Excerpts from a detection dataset
____________

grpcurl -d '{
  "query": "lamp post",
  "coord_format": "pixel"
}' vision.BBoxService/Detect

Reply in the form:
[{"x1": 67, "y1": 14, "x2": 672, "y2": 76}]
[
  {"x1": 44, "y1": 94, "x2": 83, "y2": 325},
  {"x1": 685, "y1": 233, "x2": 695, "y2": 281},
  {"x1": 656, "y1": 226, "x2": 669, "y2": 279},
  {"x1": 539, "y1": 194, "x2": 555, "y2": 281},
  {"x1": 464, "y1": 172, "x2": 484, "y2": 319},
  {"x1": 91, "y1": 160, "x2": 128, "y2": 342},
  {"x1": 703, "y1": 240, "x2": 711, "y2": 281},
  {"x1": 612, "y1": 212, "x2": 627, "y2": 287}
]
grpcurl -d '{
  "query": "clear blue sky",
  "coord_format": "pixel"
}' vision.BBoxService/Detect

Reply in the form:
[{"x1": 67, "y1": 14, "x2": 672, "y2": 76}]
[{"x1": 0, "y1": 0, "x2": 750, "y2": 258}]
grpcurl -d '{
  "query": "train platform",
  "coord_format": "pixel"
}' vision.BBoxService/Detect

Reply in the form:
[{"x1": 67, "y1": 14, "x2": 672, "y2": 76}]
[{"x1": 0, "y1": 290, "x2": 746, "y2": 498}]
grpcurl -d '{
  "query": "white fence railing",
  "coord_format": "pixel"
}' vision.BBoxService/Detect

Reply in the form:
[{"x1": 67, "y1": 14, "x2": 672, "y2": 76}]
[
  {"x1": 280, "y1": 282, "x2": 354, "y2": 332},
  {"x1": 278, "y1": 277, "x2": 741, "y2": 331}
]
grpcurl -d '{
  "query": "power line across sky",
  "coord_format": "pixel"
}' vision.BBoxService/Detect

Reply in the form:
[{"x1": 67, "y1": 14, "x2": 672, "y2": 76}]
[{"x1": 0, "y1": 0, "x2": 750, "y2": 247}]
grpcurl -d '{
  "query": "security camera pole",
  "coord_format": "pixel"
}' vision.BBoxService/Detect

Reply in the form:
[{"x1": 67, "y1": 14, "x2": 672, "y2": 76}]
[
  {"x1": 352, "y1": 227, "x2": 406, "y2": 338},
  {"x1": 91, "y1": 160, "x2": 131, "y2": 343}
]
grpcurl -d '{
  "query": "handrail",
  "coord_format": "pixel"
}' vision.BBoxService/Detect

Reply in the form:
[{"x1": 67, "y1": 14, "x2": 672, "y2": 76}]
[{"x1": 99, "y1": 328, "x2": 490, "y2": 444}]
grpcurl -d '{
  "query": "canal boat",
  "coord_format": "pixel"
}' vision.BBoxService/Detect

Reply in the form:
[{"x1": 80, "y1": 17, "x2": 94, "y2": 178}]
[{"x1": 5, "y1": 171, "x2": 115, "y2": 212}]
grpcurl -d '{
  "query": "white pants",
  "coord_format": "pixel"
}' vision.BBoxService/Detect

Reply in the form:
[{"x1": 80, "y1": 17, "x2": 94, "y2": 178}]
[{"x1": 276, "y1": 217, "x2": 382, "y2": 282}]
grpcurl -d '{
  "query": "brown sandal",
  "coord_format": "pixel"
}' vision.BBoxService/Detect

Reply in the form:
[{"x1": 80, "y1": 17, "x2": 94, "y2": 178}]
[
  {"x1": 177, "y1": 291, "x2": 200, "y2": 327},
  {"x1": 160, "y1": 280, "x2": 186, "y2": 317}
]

____________

WRITTEN INSTRUCTION:
How many lines in the records above contain the string "white"? Case counts, and the reply should be the number alone.

TASK RESULT:
2